任务目标 A: 判断下列三项说法是否与下面的评测脚本相符，每项回答“是”或“否”，并原样引用脚本中起决定作用的文字：(i) 评测结果保存为 JSON 文件；(ii) 脚本会用 echo 输出模型路径；(iii) 模型路径是在“环境设置”部分中配置的。
任务目标 B: 请从下面这段评测脚本的最后一行之后接着写下去。

阅读文本:
▽
#!/bin/bash
# --- 环境设置 ---
# 指定使用第 5 和第 6 块GPU。
export CUDA_VISIBLE_DEVICES=0,1,2,3,4,5,6,7

# --- 模型和路径配置 ---
MODEL_PATH="/home/ubuntu/yangxw/codes/ouro_train/outputs/ouro-sft-reg-randomloop-lastmathnew-400K/final_checkpoint"  # 替换为你的模型路径

# 输出文件的路径
OUTPUT_PATH="../outputs/vllm_eval_new_svamp_custom.json"

# --- lm-eval 执行命令 ---
echo "Starting evaluation for Ouro model: ${MODEL_PATH}"
echo "Results will be saved to: ${OUTPUT_PATH}"
△
数据集行:
▽
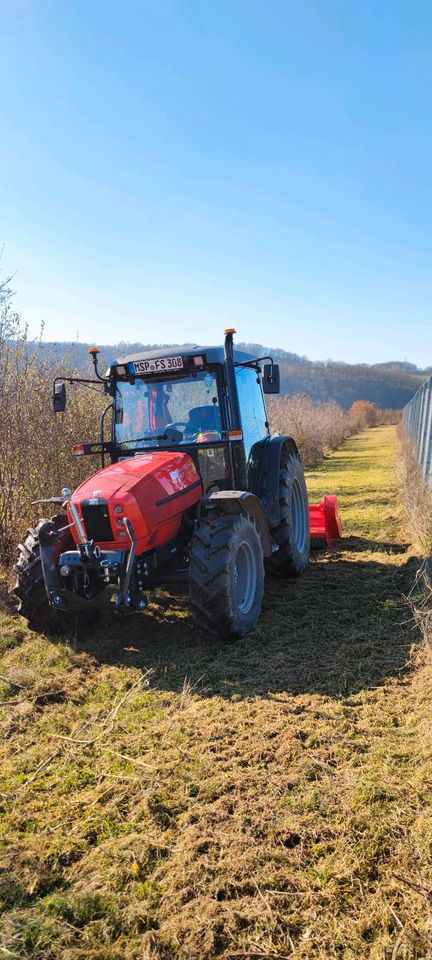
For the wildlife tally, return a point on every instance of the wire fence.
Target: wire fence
(417, 418)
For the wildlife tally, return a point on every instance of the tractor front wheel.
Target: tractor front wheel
(293, 532)
(226, 575)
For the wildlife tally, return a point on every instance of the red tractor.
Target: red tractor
(197, 489)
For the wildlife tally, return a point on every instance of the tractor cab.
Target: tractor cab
(169, 401)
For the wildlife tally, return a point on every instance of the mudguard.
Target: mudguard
(263, 473)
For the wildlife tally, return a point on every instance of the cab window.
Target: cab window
(252, 408)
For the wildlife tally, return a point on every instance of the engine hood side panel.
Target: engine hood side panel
(153, 490)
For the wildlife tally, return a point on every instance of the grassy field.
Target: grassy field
(165, 796)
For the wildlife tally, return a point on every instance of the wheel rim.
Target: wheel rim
(245, 578)
(298, 516)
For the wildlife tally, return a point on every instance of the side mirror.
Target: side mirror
(59, 397)
(271, 378)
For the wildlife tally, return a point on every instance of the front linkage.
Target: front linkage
(87, 569)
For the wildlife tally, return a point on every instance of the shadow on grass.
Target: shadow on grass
(343, 627)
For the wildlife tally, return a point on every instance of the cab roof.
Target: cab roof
(213, 354)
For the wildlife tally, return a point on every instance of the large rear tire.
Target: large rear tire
(293, 532)
(30, 585)
(226, 575)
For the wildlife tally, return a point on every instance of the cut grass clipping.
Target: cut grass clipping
(166, 796)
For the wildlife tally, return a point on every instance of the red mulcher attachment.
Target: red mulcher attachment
(325, 522)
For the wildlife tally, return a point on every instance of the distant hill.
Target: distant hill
(389, 384)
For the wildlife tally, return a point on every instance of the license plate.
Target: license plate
(161, 365)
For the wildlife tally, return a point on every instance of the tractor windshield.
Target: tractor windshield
(165, 412)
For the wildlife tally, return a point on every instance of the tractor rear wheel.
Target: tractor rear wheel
(30, 585)
(293, 532)
(226, 575)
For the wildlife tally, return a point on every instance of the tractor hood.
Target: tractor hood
(152, 489)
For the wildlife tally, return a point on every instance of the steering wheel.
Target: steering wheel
(171, 433)
(175, 424)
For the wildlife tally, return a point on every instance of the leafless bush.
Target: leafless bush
(35, 445)
(316, 427)
(416, 494)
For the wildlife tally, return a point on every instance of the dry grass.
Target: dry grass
(165, 796)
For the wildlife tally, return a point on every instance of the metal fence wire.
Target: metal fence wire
(417, 418)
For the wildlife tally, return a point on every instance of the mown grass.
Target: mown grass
(165, 796)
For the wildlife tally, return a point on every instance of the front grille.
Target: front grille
(97, 521)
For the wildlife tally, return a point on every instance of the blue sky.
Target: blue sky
(168, 169)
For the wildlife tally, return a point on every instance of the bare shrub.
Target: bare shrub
(316, 427)
(416, 494)
(363, 414)
(35, 444)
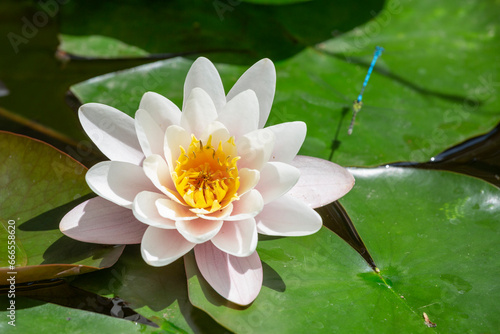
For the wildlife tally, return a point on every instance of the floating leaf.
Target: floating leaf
(39, 186)
(432, 234)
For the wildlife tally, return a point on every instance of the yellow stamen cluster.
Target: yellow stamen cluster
(207, 177)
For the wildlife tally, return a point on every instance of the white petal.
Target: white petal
(157, 171)
(261, 78)
(276, 179)
(172, 210)
(204, 75)
(162, 110)
(321, 181)
(238, 238)
(238, 279)
(241, 114)
(249, 178)
(218, 132)
(248, 206)
(112, 131)
(198, 230)
(118, 182)
(160, 247)
(219, 214)
(289, 138)
(255, 149)
(175, 137)
(100, 221)
(199, 110)
(149, 133)
(145, 210)
(288, 216)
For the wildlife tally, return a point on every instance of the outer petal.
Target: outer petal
(276, 179)
(238, 238)
(118, 182)
(288, 216)
(255, 148)
(100, 221)
(163, 111)
(289, 138)
(261, 78)
(247, 207)
(241, 114)
(237, 279)
(204, 75)
(112, 131)
(145, 210)
(149, 133)
(198, 230)
(199, 110)
(321, 181)
(160, 247)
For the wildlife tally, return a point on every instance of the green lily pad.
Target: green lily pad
(432, 234)
(38, 317)
(96, 46)
(419, 101)
(219, 28)
(158, 293)
(39, 186)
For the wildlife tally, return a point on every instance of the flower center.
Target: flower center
(207, 177)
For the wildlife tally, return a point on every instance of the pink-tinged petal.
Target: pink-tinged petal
(276, 179)
(199, 110)
(288, 217)
(149, 133)
(237, 279)
(204, 75)
(261, 78)
(173, 210)
(249, 178)
(157, 171)
(100, 221)
(321, 181)
(238, 238)
(160, 247)
(145, 210)
(112, 131)
(219, 214)
(241, 114)
(199, 230)
(175, 137)
(118, 182)
(163, 111)
(248, 206)
(289, 139)
(255, 148)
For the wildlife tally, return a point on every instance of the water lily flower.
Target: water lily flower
(209, 178)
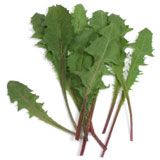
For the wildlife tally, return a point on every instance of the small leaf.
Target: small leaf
(38, 25)
(25, 99)
(142, 47)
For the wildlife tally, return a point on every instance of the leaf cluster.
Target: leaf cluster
(82, 51)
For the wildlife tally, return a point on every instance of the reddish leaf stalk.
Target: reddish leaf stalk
(87, 128)
(80, 121)
(109, 114)
(113, 123)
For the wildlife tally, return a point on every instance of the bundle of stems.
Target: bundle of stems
(82, 51)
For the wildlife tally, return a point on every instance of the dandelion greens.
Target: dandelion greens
(82, 50)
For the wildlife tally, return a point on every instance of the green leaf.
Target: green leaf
(25, 99)
(58, 32)
(38, 25)
(142, 48)
(99, 20)
(100, 50)
(79, 18)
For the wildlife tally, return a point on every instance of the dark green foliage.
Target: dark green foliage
(83, 50)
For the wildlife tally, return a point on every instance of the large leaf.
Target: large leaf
(142, 48)
(25, 99)
(100, 49)
(99, 20)
(79, 18)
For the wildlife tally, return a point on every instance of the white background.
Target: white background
(22, 138)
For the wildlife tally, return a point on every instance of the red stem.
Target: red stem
(80, 121)
(86, 130)
(96, 137)
(113, 123)
(109, 115)
(131, 119)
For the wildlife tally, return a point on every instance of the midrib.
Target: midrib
(135, 61)
(98, 65)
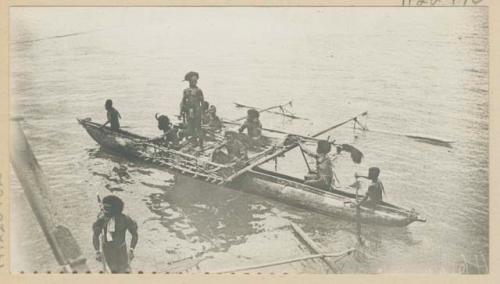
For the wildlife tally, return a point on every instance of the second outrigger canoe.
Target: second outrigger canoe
(257, 180)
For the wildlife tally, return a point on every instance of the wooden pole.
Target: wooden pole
(312, 256)
(286, 149)
(34, 183)
(313, 246)
(264, 110)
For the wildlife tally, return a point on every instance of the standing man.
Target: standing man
(253, 126)
(109, 236)
(192, 107)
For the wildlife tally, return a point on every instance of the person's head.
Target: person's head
(192, 77)
(212, 110)
(252, 114)
(324, 147)
(163, 122)
(373, 173)
(205, 105)
(230, 135)
(109, 104)
(112, 205)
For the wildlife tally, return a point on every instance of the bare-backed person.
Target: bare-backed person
(109, 236)
(375, 190)
(192, 107)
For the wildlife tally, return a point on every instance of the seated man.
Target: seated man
(170, 135)
(214, 121)
(253, 126)
(236, 150)
(322, 177)
(113, 115)
(373, 195)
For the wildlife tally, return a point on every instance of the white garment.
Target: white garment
(110, 228)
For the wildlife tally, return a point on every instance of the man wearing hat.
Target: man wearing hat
(109, 236)
(192, 107)
(375, 190)
(253, 125)
(214, 121)
(323, 176)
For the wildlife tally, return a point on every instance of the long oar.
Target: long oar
(280, 262)
(266, 109)
(356, 155)
(289, 115)
(287, 149)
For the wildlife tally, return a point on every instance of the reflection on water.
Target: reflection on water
(405, 66)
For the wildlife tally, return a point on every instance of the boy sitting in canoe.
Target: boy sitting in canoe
(205, 118)
(375, 190)
(113, 115)
(236, 151)
(170, 135)
(253, 126)
(323, 176)
(213, 120)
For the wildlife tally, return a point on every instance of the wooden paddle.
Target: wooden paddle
(35, 185)
(356, 155)
(287, 149)
(289, 114)
(264, 110)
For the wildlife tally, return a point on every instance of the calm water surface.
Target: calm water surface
(415, 70)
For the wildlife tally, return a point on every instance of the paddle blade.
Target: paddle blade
(356, 155)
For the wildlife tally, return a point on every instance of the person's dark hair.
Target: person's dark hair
(324, 147)
(205, 105)
(163, 122)
(115, 202)
(109, 103)
(190, 74)
(253, 113)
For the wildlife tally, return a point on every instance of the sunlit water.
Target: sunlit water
(415, 70)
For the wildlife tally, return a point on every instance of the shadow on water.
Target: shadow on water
(221, 216)
(191, 209)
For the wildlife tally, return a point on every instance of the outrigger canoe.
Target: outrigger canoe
(257, 180)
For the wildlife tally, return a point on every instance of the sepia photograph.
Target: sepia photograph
(318, 140)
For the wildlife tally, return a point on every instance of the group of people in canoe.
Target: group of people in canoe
(199, 122)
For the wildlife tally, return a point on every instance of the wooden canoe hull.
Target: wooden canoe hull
(277, 186)
(337, 204)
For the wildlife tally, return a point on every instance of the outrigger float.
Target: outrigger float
(251, 178)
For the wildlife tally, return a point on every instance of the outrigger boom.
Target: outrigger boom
(252, 178)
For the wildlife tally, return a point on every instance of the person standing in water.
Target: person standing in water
(113, 115)
(192, 107)
(253, 125)
(375, 190)
(109, 236)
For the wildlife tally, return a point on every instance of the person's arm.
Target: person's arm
(183, 101)
(202, 98)
(307, 151)
(367, 195)
(107, 121)
(97, 228)
(363, 200)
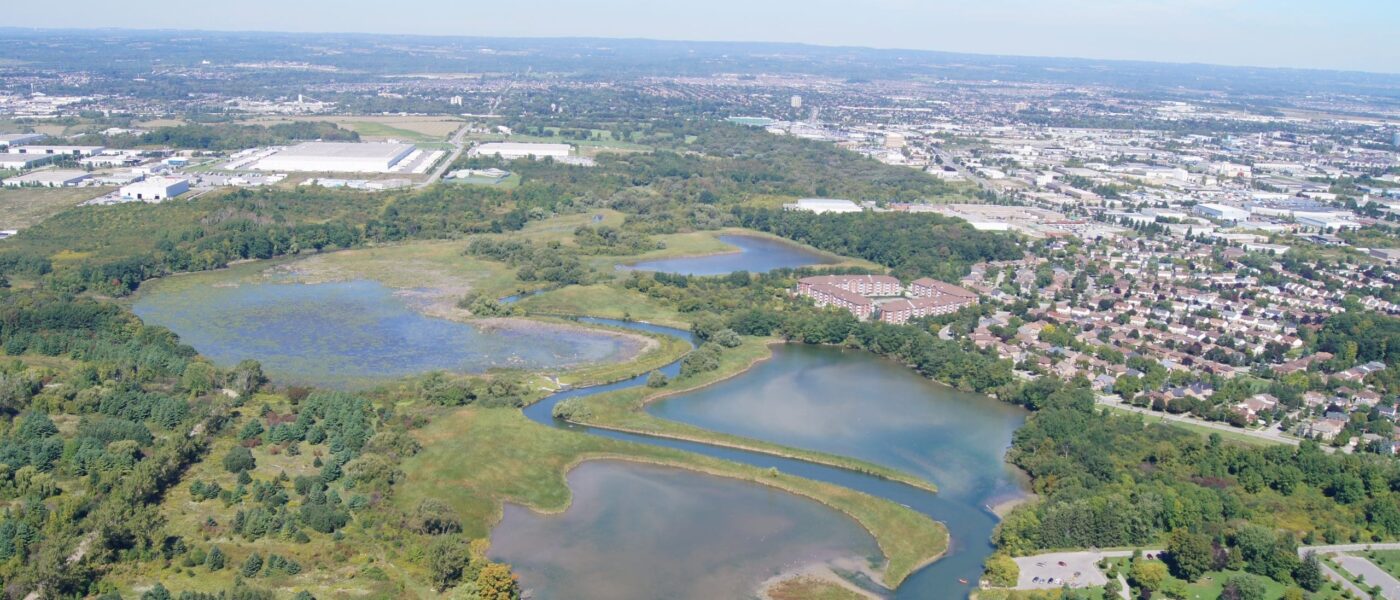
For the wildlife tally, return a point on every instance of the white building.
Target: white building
(48, 179)
(156, 189)
(18, 139)
(513, 150)
(336, 157)
(822, 206)
(56, 150)
(1221, 211)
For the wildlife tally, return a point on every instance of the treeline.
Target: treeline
(116, 248)
(1115, 480)
(910, 245)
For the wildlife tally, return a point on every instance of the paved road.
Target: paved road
(447, 164)
(1371, 574)
(1038, 571)
(1271, 435)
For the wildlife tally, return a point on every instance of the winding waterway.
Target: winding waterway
(350, 333)
(889, 417)
(755, 255)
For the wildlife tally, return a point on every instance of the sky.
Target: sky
(1312, 34)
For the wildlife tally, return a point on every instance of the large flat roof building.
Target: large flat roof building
(513, 150)
(156, 189)
(336, 157)
(18, 139)
(821, 206)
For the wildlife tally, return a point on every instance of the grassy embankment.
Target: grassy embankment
(811, 589)
(478, 459)
(21, 207)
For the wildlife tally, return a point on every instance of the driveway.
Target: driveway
(1080, 569)
(1372, 575)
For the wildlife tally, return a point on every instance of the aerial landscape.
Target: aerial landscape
(1024, 301)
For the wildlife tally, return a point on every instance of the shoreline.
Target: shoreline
(773, 481)
(763, 448)
(823, 572)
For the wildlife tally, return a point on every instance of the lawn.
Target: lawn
(476, 459)
(1386, 560)
(21, 207)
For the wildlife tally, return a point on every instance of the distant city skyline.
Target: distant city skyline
(1302, 34)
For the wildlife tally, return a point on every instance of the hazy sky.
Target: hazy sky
(1323, 34)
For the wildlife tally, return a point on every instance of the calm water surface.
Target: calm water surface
(643, 532)
(857, 404)
(345, 334)
(756, 255)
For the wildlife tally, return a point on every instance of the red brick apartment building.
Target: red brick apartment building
(865, 286)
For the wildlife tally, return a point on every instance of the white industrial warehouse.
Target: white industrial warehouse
(513, 150)
(156, 189)
(336, 157)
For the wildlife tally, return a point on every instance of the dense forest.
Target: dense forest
(910, 245)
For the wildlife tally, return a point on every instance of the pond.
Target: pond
(755, 255)
(720, 539)
(354, 333)
(854, 403)
(857, 404)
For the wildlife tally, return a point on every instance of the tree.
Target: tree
(214, 560)
(247, 378)
(1309, 572)
(1001, 571)
(1190, 554)
(450, 558)
(157, 593)
(497, 582)
(252, 565)
(238, 460)
(1147, 575)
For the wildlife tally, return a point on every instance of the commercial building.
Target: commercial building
(511, 150)
(1221, 211)
(822, 206)
(156, 189)
(18, 139)
(56, 150)
(1326, 221)
(336, 157)
(48, 179)
(24, 161)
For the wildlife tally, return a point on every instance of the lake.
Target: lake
(720, 537)
(857, 404)
(755, 255)
(353, 333)
(854, 403)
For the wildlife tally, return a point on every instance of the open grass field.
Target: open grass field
(377, 127)
(21, 207)
(478, 459)
(604, 301)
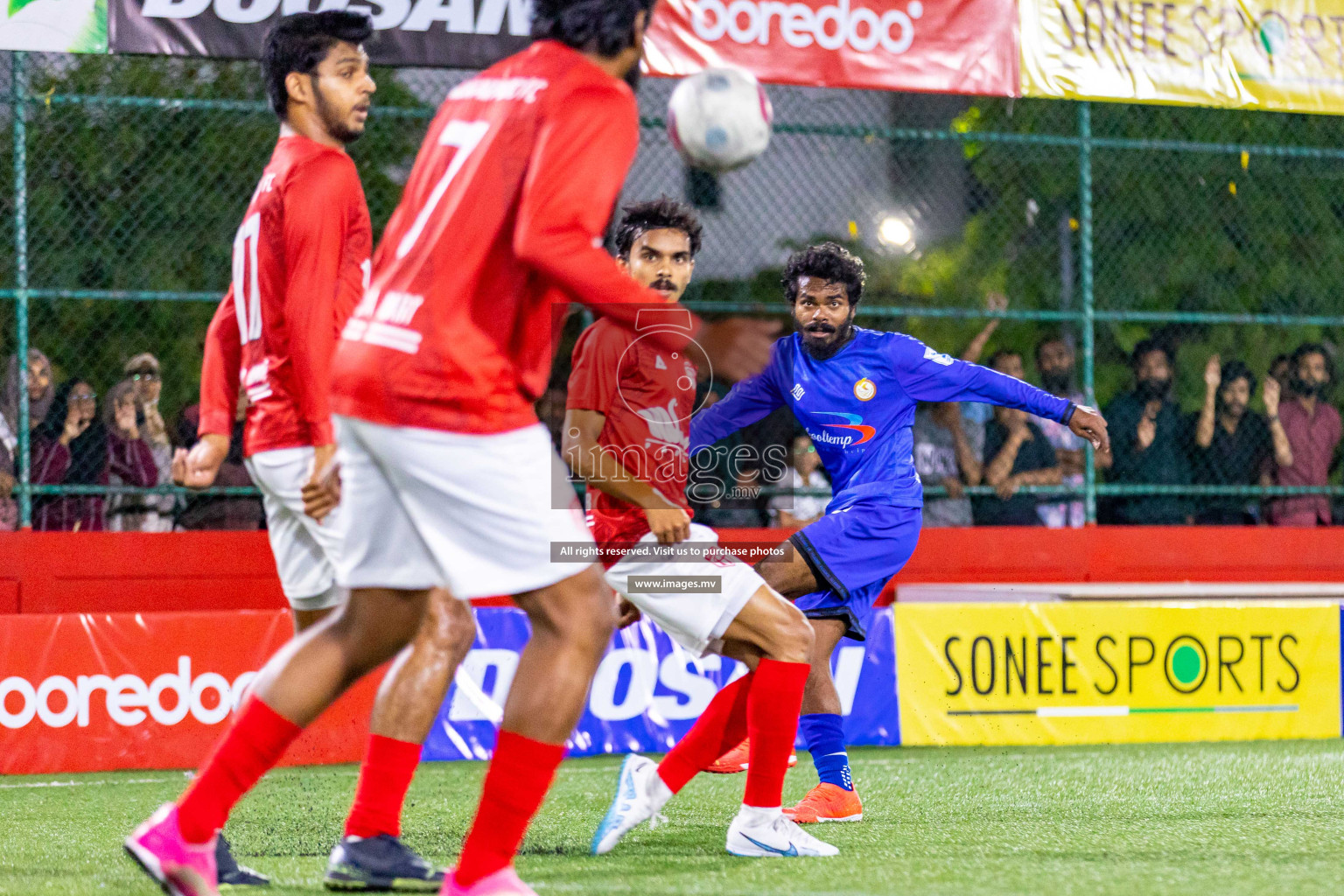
△
任务结果 A:
(i) 是，“OUTPUT_PATH="../outputs/vllm_eval_new_svamp_custom.json"”
(ii) 是，“echo "Starting evaluation for Ouro model: ${MODEL_PATH}"”
(iii) 否，“# --- 模型和路径配置 ---”

任务结果 B:
HF_ALLOW_CODE_EVAL="1" lm_eval --model vllm \
    --model_args '{
        "pretrained": "'"${MODEL_PATH}"'",
        "trust_remote_code": true,
        "dtype": "bfloat16",
        "tensor_parallel_size": 8,
        "gpu_memory_utilization": 0.9,
        "max_model_len": 4096,
        "hf_overrides": {
            "total_ut_steps": 1
        }
    }' \
    --tasks svamp_custom  \
    --include_path /home/ubuntu/yangxw/codes/ouro_train/custom_tasks \
    --batch_size auto \
    --num_fewshot 0\
    --apply_chat_template True \
    --log_samples \
    --confirm_run_unsafe_code \
    --system_instruction "You are a helpful assistant that can assist users with reasoning." \
    --output_path ${OUTPUT_PATH} \
    --gen_kwargs '{
        "max_gen_toks": 2048
    }' # <--- 在这里设置最大生成Token数

echo "Evaluation finished."